▸ What to do
1. According to the text about Matvey Kazakov, at what age was he sent to the architectural school of Dmitry Ukhtomsky?
2. Carry on the text about Matvey Kazakov from where it stops.

▸ Quoted passage

______

Born into a family of serfs, Matvey Fyodorovich Kazakov went on to become one of the most influential architects of his time – his unique style and vision defined the buildings of Moscow for years to come. Although a great deal of his works were destroyed in the devastating fire of 1812, there are still places where you can see ‘Kazakov’s Moscow’. Here’s everything you need to know.
Born in 1738, Kazakov was a son of a former serf, who had joined the Navy and ended up a government clerk. As a reward for his father’s impeccable service, the 13-year-old Matvey Kazakov was sent to the architectural school of Dmitry Ukhtomsky, where he studied and worked for the next ten years.
Aged 23, Kazakov joined an architecture workshop, headed by Moscow’s chief architect, P.R. Nikitin. Two years later, under Nikitin’s supervision, Kazakov was assigned to rebuild the city of Tver, which had been severely damaged by fire in 1761. Apart from contributing to the master plan of the city, the young architect designed the Tver Palace, which was considered the city’s finest building and brought fame to its creator.

______

[Saved entries]
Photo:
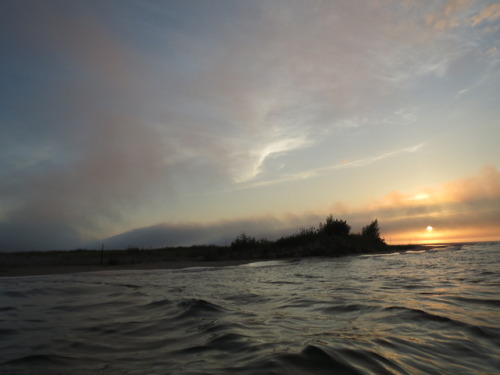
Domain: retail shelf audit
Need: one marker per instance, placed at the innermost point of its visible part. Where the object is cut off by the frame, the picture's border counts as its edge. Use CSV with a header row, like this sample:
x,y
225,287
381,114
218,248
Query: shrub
x,y
335,227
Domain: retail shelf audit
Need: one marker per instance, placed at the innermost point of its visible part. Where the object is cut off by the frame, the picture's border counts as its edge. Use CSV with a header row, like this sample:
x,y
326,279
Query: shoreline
x,y
44,270
62,262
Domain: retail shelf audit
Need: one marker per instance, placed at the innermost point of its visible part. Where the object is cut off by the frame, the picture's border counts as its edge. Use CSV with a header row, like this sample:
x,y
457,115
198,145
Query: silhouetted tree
x,y
372,231
244,242
335,227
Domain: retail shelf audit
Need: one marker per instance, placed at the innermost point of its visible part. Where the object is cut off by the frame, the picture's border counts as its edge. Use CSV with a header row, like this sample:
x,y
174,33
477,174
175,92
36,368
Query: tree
x,y
244,242
335,227
372,231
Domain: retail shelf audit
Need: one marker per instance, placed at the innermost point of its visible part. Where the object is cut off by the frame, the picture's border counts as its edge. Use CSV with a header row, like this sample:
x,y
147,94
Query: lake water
x,y
432,312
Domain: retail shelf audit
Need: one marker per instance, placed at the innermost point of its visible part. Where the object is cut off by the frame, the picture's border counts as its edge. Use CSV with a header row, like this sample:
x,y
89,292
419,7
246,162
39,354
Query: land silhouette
x,y
331,238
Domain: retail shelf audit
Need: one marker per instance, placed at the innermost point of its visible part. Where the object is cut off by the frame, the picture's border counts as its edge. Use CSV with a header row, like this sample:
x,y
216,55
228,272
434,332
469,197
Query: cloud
x,y
488,14
466,208
111,112
78,155
315,172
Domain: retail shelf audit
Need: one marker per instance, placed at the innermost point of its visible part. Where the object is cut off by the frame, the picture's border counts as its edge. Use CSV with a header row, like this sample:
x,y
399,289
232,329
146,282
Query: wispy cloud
x,y
463,208
312,173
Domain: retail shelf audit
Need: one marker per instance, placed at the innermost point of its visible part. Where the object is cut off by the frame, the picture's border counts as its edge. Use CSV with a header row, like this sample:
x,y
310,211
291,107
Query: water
x,y
432,312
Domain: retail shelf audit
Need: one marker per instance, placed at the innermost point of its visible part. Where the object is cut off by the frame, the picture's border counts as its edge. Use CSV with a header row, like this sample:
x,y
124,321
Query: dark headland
x,y
333,238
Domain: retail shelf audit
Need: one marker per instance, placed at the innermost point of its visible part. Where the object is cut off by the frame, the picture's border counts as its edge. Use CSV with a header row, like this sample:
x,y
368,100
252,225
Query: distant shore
x,y
34,270
76,261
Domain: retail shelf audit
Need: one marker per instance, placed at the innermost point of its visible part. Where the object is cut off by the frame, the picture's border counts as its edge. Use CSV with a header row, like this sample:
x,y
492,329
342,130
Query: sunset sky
x,y
151,123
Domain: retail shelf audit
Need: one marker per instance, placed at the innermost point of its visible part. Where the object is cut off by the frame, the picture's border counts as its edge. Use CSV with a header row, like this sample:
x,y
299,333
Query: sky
x,y
163,123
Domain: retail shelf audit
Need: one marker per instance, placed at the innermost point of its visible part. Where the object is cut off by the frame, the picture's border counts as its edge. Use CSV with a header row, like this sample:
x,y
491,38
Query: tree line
x,y
332,237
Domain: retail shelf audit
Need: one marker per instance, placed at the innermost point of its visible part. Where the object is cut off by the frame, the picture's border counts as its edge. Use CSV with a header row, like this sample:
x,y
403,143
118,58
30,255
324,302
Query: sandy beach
x,y
44,269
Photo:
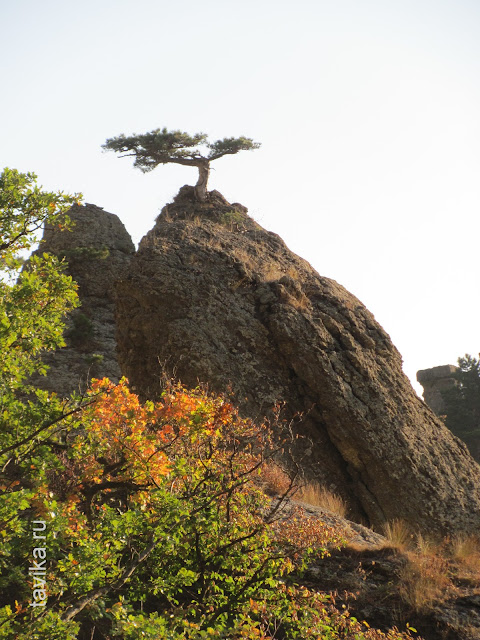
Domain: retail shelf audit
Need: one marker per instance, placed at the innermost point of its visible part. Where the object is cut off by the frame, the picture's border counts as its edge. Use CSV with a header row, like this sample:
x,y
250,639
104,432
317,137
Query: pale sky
x,y
367,111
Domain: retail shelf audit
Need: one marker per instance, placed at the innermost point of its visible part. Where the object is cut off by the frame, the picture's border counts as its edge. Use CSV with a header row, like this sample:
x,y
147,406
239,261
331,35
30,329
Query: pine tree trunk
x,y
201,186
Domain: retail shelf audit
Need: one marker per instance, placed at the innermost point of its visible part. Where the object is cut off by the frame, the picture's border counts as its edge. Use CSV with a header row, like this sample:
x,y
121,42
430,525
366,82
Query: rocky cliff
x,y
211,296
434,382
97,250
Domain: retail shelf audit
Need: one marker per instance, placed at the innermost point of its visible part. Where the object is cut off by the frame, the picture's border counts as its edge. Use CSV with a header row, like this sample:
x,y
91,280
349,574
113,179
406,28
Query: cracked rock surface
x,y
213,297
96,250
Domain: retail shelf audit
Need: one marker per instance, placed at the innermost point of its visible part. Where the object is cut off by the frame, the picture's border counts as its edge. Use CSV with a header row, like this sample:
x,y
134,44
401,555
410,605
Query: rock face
x,y
434,381
211,296
97,250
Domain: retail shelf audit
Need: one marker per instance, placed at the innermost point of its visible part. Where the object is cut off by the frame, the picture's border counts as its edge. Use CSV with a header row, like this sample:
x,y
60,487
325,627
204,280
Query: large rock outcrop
x,y
210,296
434,382
97,251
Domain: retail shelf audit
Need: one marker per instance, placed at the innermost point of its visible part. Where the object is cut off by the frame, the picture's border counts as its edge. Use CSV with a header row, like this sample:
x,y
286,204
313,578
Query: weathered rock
x,y
434,382
97,250
211,296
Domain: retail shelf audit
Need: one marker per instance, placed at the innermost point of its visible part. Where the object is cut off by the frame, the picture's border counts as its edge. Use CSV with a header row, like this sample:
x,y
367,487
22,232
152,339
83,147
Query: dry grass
x,y
398,535
465,550
319,496
424,581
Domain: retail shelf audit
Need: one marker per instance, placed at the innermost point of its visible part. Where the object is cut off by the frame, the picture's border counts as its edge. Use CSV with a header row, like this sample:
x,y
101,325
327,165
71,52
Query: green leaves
x,y
25,208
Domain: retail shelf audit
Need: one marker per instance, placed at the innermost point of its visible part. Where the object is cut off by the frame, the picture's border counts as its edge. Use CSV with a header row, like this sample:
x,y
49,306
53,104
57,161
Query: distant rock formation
x,y
97,250
211,296
434,382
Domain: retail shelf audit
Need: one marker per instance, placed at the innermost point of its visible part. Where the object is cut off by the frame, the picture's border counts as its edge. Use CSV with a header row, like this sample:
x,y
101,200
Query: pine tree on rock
x,y
161,146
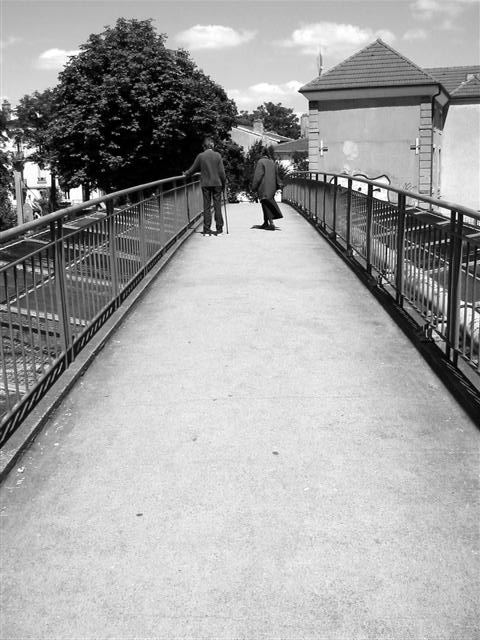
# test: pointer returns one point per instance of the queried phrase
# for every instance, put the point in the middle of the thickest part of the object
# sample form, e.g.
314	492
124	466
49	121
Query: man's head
208	143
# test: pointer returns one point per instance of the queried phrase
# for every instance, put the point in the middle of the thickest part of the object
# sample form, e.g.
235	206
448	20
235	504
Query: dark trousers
212	194
270	210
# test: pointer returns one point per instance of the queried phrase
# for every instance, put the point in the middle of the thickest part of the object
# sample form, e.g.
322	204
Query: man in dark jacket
212	181
266	183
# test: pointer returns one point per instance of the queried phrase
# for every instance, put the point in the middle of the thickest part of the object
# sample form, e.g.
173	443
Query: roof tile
377	65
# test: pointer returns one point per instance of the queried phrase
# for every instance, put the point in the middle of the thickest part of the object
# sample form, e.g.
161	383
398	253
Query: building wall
374	141
460	164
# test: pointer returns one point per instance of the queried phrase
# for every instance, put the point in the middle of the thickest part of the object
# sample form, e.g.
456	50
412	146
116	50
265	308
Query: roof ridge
473	80
407	60
455	68
339	67
341	64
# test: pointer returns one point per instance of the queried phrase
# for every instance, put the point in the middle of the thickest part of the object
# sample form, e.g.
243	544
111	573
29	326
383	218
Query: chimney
7	109
258	126
304	125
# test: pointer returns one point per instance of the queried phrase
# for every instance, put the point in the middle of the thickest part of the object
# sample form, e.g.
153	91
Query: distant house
35	183
246	136
379	115
286	151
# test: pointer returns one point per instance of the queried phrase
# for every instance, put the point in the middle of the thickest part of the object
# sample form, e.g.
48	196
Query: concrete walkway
258	453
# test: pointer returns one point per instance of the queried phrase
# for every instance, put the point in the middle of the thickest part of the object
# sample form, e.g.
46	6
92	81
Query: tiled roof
295	145
377	65
269	134
452	77
468	89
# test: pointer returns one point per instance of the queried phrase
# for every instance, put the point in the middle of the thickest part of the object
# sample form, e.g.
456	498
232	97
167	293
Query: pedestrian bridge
258	450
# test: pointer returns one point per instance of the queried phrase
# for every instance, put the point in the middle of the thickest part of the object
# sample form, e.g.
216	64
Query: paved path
258	453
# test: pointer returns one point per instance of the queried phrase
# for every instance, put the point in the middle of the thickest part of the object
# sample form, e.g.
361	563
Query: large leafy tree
276	118
130	111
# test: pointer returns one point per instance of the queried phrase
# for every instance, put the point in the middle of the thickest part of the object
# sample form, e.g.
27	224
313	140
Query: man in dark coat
266	183
212	181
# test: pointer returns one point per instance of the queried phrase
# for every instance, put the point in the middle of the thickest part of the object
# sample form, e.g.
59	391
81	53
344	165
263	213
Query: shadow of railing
63	275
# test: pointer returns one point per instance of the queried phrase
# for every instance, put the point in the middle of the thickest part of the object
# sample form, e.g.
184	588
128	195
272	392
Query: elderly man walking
265	183
212	181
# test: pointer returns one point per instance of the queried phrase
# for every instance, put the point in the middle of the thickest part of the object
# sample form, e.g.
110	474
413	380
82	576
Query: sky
257	50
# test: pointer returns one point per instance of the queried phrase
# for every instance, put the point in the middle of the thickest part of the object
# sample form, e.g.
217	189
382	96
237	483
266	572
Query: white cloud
213	36
445	10
415	34
10	41
336	40
54	59
255	95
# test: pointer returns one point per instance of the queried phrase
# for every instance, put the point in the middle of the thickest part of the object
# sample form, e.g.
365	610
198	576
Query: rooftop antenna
320	62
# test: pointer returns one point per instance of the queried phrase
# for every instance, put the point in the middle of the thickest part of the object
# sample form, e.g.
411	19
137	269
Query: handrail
426	257
21	229
57	292
472	213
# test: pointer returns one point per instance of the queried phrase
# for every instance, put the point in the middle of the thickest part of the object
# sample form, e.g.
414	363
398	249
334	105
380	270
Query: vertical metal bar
334	221
60	288
12	340
112	253
141	229
400	250
324	196
453	309
349	214
161	216
369	228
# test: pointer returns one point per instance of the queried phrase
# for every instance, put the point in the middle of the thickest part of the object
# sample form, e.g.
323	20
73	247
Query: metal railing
62	277
422	250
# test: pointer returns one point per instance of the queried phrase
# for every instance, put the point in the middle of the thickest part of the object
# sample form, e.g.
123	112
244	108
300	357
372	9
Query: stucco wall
373	141
460	166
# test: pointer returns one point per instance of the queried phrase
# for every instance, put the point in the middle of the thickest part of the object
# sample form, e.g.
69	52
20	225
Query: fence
62	276
422	250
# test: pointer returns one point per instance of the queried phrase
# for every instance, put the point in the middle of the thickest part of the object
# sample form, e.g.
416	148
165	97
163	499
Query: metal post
56	233
142	234
19	195
309	195
161	219
324	197
400	250
453	307
369	228
186	198
335	184
112	251
349	215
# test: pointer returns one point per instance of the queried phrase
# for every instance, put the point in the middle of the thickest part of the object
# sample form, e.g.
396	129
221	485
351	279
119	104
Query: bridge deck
259	452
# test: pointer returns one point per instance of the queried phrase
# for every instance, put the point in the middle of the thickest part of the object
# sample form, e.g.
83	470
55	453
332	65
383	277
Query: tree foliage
7	214
129	111
276	118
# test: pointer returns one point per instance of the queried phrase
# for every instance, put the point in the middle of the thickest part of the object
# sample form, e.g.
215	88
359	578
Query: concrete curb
33	424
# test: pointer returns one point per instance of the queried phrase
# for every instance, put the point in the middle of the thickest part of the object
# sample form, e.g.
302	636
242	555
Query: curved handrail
473	213
21	229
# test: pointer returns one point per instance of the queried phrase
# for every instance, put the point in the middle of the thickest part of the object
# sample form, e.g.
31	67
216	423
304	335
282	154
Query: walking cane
225	208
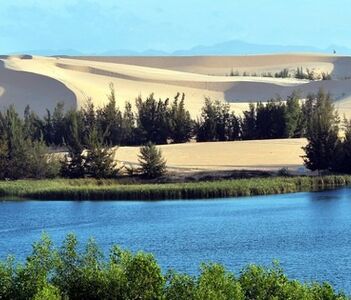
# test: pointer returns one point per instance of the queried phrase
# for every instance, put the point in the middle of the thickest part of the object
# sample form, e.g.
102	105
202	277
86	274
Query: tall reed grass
91	189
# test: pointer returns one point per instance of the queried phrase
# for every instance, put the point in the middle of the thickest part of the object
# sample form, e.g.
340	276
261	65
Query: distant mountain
242	48
234	47
50	52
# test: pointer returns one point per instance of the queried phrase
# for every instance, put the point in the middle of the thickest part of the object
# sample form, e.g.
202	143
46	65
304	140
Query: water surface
309	233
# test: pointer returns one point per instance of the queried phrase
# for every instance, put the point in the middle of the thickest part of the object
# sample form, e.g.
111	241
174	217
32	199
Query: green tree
128	125
72	165
99	161
181	125
216	283
322	133
152	120
109	119
152	163
249	123
293	116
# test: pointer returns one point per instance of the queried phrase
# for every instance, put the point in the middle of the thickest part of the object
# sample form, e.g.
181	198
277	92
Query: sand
255	155
43	81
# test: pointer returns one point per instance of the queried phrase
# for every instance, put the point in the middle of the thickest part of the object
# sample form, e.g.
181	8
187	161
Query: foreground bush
70	273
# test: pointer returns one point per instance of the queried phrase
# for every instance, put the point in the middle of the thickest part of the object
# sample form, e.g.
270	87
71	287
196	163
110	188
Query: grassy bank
67	272
91	189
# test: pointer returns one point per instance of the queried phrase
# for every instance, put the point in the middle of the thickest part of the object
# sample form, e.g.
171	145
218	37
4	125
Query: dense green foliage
322	133
326	150
299	73
161	122
20	156
92	189
68	272
152	164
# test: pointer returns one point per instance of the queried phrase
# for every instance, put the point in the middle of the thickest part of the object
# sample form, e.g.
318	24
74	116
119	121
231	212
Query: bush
152	163
72	273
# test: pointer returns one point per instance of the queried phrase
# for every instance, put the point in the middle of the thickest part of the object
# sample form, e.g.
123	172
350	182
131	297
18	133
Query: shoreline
112	189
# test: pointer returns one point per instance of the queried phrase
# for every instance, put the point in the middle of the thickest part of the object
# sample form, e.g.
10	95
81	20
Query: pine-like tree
322	133
73	164
249	127
109	120
99	161
181	125
152	163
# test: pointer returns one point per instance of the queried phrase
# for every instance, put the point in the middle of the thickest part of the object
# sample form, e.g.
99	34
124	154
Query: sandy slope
264	155
42	81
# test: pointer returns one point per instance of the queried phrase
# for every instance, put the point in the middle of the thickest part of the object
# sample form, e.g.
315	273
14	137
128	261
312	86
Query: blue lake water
309	233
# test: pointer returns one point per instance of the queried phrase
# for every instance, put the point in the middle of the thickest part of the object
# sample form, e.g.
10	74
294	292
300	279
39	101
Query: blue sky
98	26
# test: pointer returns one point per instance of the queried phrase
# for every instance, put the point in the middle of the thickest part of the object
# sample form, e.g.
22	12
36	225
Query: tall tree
249	123
73	164
293	116
110	120
99	161
322	133
181	125
151	161
152	120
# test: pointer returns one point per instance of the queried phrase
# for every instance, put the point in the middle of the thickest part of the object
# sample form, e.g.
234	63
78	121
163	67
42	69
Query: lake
309	233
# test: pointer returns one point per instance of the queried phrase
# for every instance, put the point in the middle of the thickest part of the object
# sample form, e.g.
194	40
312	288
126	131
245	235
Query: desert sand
43	81
262	155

______

▸ Answers to the tasks
1. He was sent there at the age of 13.

2.
In 1768, Kazakov started working alongside Vasily Bazhenov – another great name in the world of Russian neoclassical architecture – designing the Great Kremlin Palace, which was never completed. Eventually Kazakov went to work on his own, designing a temporary Prechistenka Palace, for which he was granted the Crown Architect’s licence.
Following this important benchmark, Kazakov saw an influx of important commissions such as Petrovsky Palace and the Kremlin Senate. In his career he designed numerous private mansions, which can be recognised by his trademark rotunda halls, rectangular cores with porticos, and minimalist exterior decoration.
Kazakov retired in 1801, leaving an outstanding architectural legacy of two royal palaces, multiple private residences, two hospitals, Moscow University, and the Kremlin Senate. Kazakov had six children: of his three sons, all trained as architects, though only one survived his father while the other two died young of tuberculosis. Kazakov’s three daughters, who inherited their father’s estate, were all successfully married. The ailing Matvey Kazakov spent his last years in Ryazan and died in October 1812, after having discovered that most of his life’s work was destroyed by the fire in September 1812.